▶ [DIRECTIONS FOR THIS TASK]:
Nothing but a number is wanted here: the count of lines in the data holding the word "willow".

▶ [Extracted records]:
▶
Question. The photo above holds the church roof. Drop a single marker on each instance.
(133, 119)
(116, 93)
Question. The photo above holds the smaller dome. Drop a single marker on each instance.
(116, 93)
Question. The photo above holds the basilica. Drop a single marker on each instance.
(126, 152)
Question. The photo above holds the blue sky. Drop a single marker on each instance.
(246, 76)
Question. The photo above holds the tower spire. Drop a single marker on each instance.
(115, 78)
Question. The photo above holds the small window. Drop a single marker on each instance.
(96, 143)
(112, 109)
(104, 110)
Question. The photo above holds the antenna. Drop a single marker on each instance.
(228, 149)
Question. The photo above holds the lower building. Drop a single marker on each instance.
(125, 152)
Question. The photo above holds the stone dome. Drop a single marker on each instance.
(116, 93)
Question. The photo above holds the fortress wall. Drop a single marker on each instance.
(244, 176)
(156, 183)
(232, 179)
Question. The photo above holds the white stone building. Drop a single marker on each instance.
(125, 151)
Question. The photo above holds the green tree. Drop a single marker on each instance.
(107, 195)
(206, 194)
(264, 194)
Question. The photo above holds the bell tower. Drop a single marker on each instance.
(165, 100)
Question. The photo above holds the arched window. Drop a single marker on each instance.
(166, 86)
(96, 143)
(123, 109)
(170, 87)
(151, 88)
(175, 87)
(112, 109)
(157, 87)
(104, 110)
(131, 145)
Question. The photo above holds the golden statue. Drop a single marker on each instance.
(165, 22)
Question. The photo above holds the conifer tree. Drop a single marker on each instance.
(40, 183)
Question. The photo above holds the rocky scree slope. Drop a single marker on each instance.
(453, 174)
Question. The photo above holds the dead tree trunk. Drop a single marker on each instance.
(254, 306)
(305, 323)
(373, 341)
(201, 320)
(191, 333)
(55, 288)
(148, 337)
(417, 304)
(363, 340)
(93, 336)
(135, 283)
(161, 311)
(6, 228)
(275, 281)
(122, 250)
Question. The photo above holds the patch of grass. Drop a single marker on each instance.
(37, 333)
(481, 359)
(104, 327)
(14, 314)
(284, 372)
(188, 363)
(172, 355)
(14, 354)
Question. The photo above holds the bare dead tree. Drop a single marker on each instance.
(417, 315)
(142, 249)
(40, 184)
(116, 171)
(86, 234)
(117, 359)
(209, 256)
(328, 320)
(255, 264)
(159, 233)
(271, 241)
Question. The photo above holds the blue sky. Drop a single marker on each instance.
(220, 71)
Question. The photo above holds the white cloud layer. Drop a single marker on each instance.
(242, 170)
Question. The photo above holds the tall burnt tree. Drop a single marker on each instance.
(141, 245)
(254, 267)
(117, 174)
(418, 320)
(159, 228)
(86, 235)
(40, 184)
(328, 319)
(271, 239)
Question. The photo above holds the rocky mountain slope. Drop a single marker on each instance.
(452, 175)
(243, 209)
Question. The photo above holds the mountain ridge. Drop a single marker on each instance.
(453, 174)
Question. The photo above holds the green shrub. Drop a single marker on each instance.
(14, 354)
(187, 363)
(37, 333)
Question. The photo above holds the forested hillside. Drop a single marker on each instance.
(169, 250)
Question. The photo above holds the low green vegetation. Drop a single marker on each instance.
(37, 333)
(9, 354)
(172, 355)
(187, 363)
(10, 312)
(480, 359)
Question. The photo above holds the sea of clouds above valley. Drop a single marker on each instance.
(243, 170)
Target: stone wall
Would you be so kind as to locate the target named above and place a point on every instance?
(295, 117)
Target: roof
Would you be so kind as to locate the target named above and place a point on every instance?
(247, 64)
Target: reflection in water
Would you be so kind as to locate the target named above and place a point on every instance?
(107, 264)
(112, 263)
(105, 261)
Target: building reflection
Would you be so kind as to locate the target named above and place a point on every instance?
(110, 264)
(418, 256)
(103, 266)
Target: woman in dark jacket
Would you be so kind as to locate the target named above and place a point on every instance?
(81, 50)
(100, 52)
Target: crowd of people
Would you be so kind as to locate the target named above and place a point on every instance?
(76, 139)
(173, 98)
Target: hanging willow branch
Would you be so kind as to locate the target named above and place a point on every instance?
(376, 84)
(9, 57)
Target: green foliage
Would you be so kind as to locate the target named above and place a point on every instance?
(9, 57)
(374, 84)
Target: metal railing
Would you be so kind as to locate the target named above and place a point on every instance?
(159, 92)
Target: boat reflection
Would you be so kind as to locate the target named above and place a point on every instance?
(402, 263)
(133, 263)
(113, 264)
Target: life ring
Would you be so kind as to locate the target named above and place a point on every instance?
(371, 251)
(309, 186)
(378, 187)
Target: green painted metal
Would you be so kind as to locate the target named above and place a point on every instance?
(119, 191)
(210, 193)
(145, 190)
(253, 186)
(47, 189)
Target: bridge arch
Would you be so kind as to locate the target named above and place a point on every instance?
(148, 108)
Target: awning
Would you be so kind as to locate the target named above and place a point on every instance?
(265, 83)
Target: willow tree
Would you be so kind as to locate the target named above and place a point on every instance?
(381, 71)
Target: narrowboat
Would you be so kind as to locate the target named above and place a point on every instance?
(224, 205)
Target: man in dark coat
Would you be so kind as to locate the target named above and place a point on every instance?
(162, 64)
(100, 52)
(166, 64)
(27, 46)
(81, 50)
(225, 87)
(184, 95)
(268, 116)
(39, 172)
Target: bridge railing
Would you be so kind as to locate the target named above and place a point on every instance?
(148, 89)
◀
▶
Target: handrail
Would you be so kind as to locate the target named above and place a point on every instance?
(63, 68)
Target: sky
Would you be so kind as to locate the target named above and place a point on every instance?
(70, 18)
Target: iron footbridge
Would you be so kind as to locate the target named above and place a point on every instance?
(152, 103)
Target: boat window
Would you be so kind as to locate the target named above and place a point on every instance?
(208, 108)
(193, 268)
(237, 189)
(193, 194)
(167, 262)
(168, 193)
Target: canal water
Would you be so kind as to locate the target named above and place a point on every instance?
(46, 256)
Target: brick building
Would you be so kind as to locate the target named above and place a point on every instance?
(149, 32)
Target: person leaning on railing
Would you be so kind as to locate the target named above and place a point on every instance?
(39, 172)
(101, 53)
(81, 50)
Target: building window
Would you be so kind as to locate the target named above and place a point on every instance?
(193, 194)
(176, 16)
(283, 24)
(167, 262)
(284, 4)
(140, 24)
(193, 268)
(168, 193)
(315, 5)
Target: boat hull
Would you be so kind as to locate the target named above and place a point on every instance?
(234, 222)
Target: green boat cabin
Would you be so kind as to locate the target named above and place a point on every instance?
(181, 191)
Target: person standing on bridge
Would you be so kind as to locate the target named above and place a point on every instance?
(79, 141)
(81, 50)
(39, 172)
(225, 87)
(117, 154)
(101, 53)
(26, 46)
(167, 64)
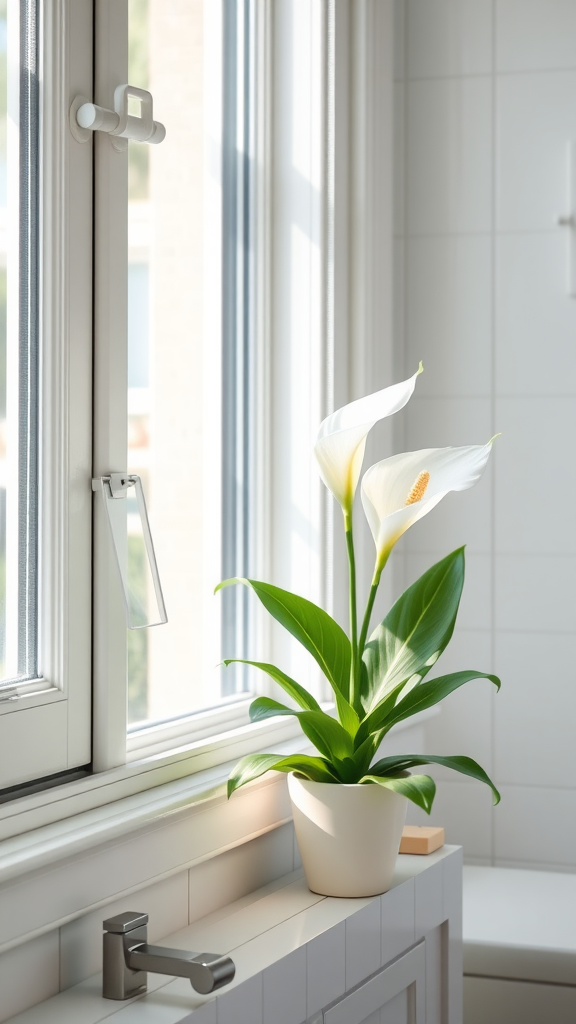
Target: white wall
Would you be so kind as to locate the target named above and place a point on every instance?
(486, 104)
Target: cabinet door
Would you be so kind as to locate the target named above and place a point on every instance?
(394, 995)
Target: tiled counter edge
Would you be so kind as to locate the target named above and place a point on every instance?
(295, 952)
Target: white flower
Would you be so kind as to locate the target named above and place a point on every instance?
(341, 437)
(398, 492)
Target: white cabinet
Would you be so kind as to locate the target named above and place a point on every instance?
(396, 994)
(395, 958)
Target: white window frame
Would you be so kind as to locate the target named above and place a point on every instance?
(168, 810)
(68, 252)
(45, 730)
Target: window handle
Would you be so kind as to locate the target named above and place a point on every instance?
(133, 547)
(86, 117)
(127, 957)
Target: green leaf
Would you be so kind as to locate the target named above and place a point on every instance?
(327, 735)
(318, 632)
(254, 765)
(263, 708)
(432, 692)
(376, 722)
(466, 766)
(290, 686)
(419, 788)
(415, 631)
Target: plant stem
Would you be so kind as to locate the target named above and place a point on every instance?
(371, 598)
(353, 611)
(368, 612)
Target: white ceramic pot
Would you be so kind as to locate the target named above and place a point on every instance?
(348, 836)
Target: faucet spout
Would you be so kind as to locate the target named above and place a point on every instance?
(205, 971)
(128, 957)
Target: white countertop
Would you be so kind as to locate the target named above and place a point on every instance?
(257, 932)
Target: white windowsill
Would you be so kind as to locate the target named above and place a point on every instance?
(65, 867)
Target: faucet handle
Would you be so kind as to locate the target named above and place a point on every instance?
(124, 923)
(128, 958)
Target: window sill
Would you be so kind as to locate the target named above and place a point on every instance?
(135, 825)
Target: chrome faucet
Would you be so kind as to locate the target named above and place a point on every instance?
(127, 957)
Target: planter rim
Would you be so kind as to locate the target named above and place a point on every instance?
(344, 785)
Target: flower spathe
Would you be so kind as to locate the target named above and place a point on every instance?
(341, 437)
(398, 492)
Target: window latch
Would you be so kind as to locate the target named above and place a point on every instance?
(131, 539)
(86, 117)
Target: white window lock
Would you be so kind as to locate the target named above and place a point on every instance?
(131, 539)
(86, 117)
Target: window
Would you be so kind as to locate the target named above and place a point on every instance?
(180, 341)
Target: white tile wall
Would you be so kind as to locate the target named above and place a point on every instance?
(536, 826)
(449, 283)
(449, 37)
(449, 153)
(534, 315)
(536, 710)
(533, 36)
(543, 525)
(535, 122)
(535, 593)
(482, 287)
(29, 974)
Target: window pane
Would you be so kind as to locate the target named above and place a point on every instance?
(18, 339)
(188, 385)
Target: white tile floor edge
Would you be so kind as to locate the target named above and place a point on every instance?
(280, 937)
◀
▶ [OUTPUT OF THE EXERCISE]:
2